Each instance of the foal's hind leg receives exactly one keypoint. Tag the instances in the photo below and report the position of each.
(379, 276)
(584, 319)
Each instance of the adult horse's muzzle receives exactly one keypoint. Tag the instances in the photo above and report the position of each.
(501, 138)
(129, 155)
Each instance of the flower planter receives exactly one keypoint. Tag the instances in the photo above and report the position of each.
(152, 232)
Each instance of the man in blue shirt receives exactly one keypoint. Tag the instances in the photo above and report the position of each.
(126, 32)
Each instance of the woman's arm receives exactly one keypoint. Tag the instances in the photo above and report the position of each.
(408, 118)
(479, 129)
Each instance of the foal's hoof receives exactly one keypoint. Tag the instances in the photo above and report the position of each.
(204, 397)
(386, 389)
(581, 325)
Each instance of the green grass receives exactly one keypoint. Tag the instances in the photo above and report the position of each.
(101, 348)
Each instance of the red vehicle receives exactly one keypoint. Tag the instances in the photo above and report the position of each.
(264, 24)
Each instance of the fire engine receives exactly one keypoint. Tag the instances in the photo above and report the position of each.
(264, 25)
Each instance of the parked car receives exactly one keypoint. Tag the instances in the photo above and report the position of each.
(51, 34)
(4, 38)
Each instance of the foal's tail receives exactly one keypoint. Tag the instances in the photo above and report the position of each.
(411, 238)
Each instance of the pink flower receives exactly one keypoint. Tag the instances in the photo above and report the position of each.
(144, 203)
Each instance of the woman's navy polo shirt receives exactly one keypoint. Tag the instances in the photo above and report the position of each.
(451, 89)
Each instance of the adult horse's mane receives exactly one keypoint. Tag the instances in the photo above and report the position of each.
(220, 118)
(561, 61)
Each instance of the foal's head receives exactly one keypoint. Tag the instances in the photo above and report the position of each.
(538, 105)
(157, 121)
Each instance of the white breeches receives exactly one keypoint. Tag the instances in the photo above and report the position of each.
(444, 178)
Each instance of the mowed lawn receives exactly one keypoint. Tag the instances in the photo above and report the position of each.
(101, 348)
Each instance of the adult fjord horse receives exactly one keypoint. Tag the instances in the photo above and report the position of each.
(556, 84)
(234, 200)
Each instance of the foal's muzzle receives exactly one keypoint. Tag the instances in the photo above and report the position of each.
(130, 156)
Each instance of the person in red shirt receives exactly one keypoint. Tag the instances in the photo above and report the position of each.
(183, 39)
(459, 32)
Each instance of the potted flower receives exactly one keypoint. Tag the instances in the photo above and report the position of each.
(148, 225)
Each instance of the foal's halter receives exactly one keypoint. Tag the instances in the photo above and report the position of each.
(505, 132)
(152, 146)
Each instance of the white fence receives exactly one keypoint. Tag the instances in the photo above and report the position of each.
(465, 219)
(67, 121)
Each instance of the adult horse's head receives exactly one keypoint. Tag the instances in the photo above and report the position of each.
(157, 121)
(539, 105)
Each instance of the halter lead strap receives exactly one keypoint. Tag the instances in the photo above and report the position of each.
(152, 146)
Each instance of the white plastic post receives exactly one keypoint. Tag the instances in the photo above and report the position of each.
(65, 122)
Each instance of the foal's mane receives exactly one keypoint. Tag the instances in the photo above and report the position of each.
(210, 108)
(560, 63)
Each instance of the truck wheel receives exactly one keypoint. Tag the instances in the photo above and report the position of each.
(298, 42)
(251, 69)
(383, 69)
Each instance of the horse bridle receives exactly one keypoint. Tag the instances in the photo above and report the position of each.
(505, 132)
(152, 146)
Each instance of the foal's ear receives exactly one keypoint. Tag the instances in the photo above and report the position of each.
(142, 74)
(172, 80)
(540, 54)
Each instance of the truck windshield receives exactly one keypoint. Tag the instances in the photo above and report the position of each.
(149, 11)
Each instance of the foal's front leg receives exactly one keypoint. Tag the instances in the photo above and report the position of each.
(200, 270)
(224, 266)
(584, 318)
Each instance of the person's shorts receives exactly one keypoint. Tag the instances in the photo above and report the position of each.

○ ○ ○ ○ ○ ○ ○

=== WORK TO BE COMPLETED ===
Copy out the entries. Change nothing.

=== FINISHED TASK ===
Each instance of the foal's hind leg receives exactly one keypoint. Tag the instances in the photo below and report the position of each.
(379, 276)
(584, 319)
Each instance of the adult horse's muzzle receives exactly one keypoint. Tag the instances in the photo above and report the position of each.
(501, 138)
(129, 155)
Each instance of the flower planter receives exactly one keypoint. Tag the instances in the photo above and report the position of each.
(152, 232)
Each instance of the man in blue shirt receives exactly one keypoint. Tag the instances in the photo above and report the position of each.
(126, 32)
Each instance of the woman's arm receives exactly one keypoint. Tag the instances in the photo above and report the position of each.
(408, 118)
(479, 129)
Each instance of the foal's hoof receives exactly one keypoint. Tag the instances in the photo above and report the position of each.
(204, 397)
(386, 389)
(581, 325)
Each instance of the green grass receives exactly one keypoint. Tag the instances in the photo above and report the position of each.
(101, 348)
Each instance of the red vehicle receives exactly one keypoint. Tag the instances in the photo above and report the position of each.
(264, 24)
Each instance of the fire engine receives exactly one keypoint. Tag the instances in the photo above and report the position of each.
(264, 25)
Each instance of the parked car receives exactly one keypoint. Tag the instances in the photo above and report the position of each.
(51, 34)
(4, 38)
Each instance of the foal's tail receives exactly one keypoint. Tag the instances in the photo above and report the position of each.
(411, 238)
Each instance of the pink flower receives exactly one keypoint. Tag the instances in the photo above and report the position of each.
(144, 203)
Each instance of the woman's navy polo shirt receives exactly one keypoint. Tag the instances in the photo above and report the position of each.
(451, 89)
Each instance of the adult horse's mane receives exactly one keypoint. Tag the instances in the photo above and report the position of each.
(220, 118)
(561, 61)
Each instance of the foal's head receives exactly one keypoint. Tag the instances in the photo above and report the position of each.
(538, 105)
(157, 121)
Each instance of the white breeches receives exactly one keypoint. Tag the instances in the photo above and report the position of each.
(444, 178)
Each instance of the mowed lawn receives exactly one keypoint. Tag the instances in the photo above and report the position of each.
(101, 348)
Each instance of the adult fjord horse receives exactly one keypoint. Tag the instances in the photo above and report the position of each.
(556, 84)
(234, 200)
Each instance of the foal's muzzle receives exactly one keypoint. Tag the instances in the photo above and report the position of each.
(130, 156)
Each instance of the person in red shirt receives exactly one keypoint. Tag the instances in the photo above and report the position of each.
(183, 39)
(459, 32)
Each instance of the potted flower receives exactly one keypoint. Tag the instances in the photo above and report the position of each.
(148, 225)
Each instance of the foal's halter receives exactly one keypoint. Tag the instances in the photo above and report the position of each.
(505, 132)
(152, 146)
Each instance of the white fence receives exactly one keypoint. Tag the instances in the photo above and report the position of each.
(465, 219)
(67, 121)
Each instance of the adult horse's head receives exactly one keypoint. Tag the instances in the photo above and report the position of each.
(157, 121)
(539, 105)
Each instance of the halter lead strap receives exactly one keypoint. Tag the instances in the photo above and report the position of each.
(152, 146)
Each instance of the white plastic post receives exactly one keypoint. Tag the instances in the photo above and report the position of each.
(65, 122)
Each instance of the foal's mane receives exactly one keypoint. Tag the instances in the photo above and report the position of each.
(210, 108)
(560, 63)
Each instance of the truck wheel receives exactly one keypoint. Tag the instances in the photo above and report the position of each.
(298, 42)
(251, 69)
(383, 69)
Each instance of the horse bridle receives exactly one keypoint. Tag the instances in the photo above and report the position of each.
(505, 132)
(152, 146)
Each instance of the foal's ear receives exactly one keypoint. Tag the instances in the photo above and report the position of each.
(142, 74)
(172, 80)
(540, 54)
Each instance of the truck windshield receives exactly one keypoint. Tag the instances in the photo above and report the position of each.
(149, 11)
Each instance of the foal's front leg receives exactly one keypoint. Tag the instances in the photo above and report the position of each.
(200, 270)
(224, 266)
(584, 318)
Each instance of the person's shorts receives exactly one keypoint. Tag the instances in the photo above and report the position of each.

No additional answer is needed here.